SET EXERCISE »
Identify every line in the items below that contains the string "white", and copy each such line in full. Treat the search as case-sensitive.

DATA EXTRACT »
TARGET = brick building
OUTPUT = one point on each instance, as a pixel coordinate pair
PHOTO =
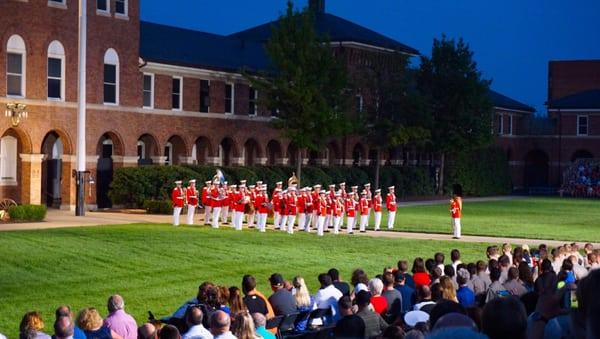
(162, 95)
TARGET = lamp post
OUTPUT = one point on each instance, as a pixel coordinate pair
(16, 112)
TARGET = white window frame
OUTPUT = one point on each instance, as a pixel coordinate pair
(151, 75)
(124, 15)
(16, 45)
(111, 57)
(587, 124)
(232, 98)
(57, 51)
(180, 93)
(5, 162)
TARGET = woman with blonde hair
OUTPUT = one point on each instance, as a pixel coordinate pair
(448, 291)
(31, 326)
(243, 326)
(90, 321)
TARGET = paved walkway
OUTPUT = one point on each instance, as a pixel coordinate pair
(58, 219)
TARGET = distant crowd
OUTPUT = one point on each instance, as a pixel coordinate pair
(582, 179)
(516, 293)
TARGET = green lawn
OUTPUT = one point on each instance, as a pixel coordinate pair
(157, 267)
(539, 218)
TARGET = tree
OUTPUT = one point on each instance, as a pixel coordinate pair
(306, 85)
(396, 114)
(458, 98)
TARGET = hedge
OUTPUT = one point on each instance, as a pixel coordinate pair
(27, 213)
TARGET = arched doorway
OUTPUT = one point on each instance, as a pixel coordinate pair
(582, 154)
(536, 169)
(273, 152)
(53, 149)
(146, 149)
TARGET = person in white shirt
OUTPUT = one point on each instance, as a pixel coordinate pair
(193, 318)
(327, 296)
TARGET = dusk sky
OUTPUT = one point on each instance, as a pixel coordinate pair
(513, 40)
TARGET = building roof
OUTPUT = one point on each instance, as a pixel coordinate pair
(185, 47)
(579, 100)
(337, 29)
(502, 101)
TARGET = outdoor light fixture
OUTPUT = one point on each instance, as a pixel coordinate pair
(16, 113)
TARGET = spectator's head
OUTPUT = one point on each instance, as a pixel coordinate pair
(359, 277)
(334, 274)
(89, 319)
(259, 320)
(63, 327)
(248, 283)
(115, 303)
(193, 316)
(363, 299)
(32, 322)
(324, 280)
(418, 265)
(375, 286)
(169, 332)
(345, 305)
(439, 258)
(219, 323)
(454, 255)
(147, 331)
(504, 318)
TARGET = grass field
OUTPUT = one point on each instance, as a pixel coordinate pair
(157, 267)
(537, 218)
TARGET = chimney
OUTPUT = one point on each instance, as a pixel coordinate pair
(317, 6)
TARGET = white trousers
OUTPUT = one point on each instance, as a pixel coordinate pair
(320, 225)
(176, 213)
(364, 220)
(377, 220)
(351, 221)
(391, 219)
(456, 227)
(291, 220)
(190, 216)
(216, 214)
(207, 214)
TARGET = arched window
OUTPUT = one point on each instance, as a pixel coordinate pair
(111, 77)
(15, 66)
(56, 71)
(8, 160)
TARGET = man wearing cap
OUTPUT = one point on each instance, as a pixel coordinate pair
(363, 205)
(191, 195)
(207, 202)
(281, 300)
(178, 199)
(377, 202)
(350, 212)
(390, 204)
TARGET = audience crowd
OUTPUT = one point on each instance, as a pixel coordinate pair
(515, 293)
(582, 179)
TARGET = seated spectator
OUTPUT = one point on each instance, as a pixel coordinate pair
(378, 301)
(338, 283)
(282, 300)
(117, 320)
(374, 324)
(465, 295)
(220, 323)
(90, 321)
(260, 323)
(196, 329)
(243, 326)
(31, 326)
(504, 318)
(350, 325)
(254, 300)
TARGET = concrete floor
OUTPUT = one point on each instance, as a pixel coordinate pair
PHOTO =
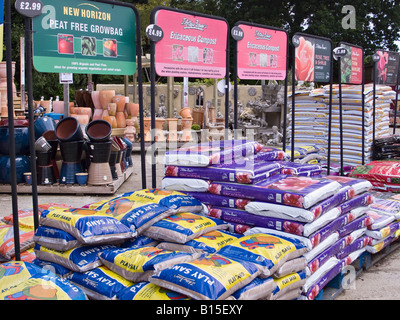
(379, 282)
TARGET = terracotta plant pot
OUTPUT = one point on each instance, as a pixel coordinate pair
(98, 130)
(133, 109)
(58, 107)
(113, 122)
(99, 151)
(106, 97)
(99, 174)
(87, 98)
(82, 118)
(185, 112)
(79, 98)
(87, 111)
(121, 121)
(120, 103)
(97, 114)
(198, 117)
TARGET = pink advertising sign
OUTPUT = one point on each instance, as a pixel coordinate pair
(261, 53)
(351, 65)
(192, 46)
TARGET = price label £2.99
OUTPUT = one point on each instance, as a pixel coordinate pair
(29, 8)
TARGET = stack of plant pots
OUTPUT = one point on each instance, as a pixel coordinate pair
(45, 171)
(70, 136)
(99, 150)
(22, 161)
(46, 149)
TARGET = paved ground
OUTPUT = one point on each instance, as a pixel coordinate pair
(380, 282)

---

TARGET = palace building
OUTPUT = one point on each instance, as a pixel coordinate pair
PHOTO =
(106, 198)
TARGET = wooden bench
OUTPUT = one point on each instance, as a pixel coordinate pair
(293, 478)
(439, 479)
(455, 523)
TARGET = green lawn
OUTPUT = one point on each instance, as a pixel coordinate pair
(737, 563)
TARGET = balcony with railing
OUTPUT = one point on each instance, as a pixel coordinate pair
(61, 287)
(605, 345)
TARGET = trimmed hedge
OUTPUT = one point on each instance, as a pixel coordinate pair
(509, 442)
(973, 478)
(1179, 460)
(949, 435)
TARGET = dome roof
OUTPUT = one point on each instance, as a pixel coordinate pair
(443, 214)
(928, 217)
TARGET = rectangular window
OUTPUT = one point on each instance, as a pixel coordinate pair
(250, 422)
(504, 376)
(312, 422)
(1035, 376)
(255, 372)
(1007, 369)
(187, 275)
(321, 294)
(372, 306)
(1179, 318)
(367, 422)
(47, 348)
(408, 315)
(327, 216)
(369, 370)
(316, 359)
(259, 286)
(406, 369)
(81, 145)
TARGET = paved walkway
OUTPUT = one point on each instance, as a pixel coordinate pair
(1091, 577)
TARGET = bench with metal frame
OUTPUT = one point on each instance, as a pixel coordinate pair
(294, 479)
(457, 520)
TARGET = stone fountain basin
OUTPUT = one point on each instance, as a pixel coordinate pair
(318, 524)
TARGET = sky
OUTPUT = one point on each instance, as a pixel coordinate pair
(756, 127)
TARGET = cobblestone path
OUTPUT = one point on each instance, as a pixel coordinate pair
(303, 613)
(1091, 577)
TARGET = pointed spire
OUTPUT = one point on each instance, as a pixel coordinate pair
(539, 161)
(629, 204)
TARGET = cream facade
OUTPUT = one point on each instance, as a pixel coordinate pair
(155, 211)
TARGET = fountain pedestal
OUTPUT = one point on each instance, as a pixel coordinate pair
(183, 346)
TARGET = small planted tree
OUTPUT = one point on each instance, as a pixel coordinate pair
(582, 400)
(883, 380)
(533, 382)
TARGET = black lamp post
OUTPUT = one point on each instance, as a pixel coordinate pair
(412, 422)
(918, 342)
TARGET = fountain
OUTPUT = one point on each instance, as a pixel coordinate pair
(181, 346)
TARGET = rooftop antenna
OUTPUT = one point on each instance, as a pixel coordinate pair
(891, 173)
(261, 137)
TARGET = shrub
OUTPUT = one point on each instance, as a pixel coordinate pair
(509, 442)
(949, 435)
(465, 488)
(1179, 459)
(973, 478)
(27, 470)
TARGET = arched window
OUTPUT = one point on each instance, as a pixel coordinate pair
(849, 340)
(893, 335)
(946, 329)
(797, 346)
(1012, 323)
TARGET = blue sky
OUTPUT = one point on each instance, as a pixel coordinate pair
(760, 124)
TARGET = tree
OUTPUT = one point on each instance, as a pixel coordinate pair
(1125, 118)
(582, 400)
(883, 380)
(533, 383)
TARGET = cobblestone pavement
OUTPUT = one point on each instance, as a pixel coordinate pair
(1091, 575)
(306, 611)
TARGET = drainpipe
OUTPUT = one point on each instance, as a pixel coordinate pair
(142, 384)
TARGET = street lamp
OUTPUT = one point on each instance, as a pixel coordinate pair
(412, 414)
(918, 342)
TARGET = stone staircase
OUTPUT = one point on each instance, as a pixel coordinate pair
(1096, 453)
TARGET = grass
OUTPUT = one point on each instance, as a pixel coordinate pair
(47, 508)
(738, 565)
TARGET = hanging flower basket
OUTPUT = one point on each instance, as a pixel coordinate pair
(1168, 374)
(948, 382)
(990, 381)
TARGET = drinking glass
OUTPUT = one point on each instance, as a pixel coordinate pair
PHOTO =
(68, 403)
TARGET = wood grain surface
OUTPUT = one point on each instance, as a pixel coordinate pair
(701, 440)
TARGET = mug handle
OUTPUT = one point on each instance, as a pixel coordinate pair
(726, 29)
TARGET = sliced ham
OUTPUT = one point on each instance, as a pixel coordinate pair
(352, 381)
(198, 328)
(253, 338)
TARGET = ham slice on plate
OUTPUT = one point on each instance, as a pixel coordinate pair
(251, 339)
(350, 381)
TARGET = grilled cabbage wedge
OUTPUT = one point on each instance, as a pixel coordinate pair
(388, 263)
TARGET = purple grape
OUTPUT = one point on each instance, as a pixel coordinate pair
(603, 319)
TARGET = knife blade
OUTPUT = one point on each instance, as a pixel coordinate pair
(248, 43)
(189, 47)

...

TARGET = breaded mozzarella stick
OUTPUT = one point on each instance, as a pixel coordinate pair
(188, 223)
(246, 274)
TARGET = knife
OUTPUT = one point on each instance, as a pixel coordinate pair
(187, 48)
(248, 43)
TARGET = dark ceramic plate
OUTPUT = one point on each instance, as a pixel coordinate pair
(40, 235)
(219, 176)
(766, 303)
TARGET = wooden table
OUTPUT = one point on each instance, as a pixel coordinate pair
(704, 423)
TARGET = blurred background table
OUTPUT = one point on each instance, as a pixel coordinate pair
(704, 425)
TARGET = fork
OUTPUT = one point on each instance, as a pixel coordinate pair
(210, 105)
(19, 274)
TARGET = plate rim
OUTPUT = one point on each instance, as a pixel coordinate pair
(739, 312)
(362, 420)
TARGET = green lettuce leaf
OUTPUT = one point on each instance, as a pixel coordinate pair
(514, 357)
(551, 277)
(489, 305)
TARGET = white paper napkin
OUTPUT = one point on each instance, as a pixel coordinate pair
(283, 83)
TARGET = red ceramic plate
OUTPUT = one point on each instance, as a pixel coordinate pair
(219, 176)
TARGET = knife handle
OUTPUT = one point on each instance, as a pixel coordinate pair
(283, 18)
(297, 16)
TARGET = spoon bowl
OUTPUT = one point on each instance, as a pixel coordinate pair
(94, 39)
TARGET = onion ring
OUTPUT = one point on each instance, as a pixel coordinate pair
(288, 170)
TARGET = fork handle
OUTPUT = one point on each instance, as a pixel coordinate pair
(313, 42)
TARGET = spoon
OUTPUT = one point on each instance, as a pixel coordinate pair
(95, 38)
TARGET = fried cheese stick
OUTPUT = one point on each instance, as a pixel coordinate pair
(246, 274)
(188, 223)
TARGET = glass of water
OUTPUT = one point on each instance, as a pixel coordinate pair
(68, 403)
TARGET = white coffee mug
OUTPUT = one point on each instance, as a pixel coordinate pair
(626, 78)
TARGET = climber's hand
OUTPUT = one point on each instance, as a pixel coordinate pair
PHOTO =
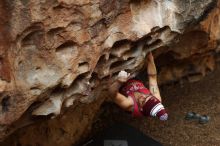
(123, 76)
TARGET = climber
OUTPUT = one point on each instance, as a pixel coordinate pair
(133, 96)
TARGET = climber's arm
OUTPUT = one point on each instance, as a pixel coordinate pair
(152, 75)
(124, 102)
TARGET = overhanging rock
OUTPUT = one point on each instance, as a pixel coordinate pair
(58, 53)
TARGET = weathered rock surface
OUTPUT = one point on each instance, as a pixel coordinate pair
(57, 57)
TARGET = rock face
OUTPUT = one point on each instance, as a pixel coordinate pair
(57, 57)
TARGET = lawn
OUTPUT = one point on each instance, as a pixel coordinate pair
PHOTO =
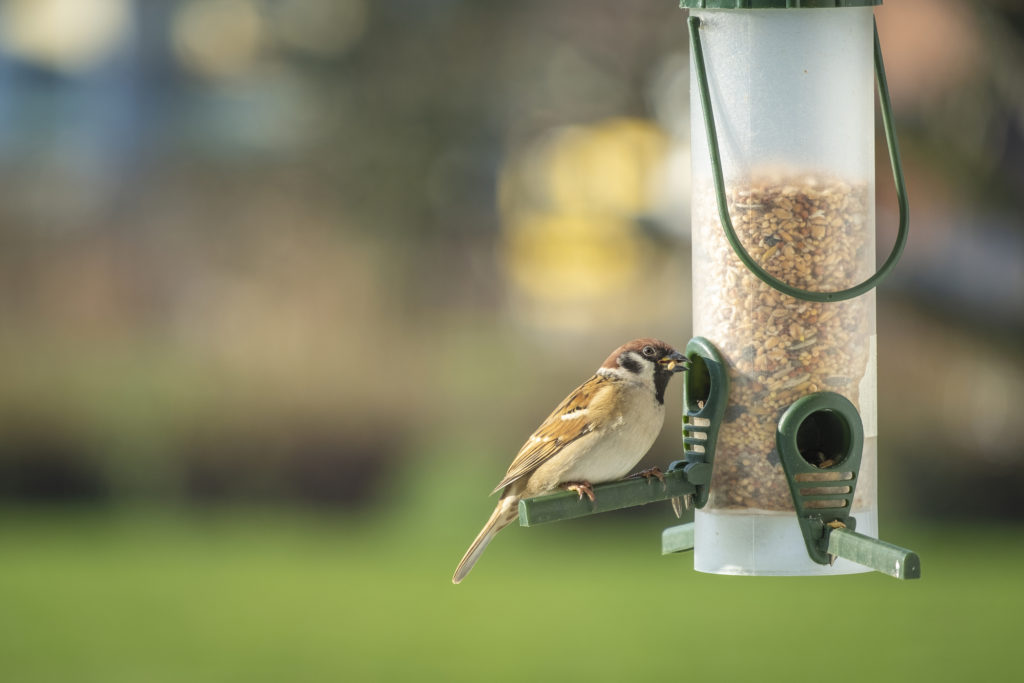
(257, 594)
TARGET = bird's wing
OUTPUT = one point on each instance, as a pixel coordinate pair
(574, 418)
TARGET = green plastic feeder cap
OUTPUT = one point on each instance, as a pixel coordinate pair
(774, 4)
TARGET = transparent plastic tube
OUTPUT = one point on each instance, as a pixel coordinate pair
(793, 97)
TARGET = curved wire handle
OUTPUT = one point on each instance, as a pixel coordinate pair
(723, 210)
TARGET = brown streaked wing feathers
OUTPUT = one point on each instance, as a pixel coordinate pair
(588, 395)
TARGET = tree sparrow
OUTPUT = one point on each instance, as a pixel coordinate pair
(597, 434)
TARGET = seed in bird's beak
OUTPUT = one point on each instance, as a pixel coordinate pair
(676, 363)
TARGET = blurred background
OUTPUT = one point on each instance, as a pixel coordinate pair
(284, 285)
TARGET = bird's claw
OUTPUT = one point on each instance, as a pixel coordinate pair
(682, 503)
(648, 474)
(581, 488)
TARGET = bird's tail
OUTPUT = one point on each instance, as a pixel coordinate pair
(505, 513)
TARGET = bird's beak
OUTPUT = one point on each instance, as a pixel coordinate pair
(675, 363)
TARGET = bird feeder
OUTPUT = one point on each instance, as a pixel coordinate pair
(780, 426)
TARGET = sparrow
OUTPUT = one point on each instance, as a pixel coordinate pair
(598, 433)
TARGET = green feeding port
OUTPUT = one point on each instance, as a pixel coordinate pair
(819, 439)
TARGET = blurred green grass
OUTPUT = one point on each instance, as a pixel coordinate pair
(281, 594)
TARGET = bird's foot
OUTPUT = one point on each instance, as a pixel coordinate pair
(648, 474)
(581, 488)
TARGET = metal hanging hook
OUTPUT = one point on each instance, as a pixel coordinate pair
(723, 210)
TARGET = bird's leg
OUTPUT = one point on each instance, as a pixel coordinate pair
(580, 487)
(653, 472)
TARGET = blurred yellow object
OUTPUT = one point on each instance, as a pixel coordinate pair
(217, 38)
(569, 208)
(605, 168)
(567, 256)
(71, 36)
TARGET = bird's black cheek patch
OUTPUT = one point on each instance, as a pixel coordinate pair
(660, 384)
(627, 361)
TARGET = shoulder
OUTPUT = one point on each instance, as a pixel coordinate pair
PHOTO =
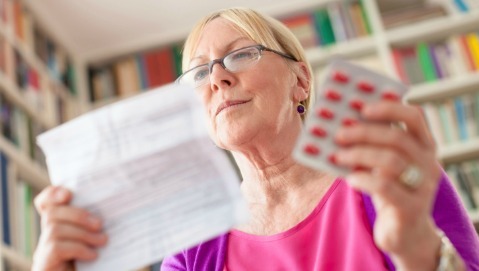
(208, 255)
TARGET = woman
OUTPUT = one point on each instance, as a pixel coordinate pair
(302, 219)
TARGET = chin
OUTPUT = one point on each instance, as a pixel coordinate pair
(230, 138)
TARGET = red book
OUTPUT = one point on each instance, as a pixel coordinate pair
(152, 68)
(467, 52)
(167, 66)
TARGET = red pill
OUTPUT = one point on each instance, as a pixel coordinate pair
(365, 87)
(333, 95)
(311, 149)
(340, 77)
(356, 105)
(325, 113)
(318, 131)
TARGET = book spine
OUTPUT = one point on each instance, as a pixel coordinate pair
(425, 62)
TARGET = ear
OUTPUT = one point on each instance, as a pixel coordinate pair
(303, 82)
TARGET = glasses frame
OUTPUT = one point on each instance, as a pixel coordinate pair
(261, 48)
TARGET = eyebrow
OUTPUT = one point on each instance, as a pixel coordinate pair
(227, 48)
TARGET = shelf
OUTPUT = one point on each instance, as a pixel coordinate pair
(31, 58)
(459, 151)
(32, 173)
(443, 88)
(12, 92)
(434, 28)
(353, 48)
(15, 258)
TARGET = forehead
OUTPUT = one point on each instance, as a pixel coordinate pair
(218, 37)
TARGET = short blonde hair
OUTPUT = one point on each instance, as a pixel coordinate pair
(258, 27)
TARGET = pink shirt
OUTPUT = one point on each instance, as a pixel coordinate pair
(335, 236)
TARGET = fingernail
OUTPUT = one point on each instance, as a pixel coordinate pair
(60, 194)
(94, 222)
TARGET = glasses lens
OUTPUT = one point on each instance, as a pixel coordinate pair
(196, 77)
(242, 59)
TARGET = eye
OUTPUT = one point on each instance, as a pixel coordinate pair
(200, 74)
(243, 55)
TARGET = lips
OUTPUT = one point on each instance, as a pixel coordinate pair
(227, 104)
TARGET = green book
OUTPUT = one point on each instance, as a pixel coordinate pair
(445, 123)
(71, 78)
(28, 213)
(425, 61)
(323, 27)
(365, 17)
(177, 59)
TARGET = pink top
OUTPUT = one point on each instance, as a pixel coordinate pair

COMPLETE RESPONSE »
TARGET = white window frame
TARGET = person in white shirt
TARGET = white trousers
TARGET = white paper napkin
TARGET = white coffee mug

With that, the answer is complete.